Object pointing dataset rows
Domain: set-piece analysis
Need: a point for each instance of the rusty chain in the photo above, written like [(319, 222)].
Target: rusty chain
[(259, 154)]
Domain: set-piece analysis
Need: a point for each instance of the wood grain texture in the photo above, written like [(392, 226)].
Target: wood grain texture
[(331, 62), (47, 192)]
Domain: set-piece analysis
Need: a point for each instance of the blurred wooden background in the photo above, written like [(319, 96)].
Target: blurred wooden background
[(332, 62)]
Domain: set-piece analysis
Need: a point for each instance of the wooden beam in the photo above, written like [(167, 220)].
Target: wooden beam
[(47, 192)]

(Exercise): Convert the data from the start through the line containing "[(332, 62)]", inclusive, into a two-column CSV with the columns text and answer. Give one row for each item, and put each field in quotation marks with its line breaks replaced by spaces.

(Worked solution):
text,answer
"Domain: set-piece analysis Need: a point for each instance of the rusty chain in the photo above, written like [(319, 222)]. Target: rusty chain","[(259, 154)]"
"Domain: set-piece analysis Need: a point for each instance of the wood grain texture in the photo above, written like [(392, 226)]. Target: wood grain texture","[(331, 62), (47, 192)]"
"Domain: set-piece analysis Need: a point for each instance of the blurred wooden background in the photo above, written like [(319, 96)]. Target: blurred wooden background","[(332, 62)]"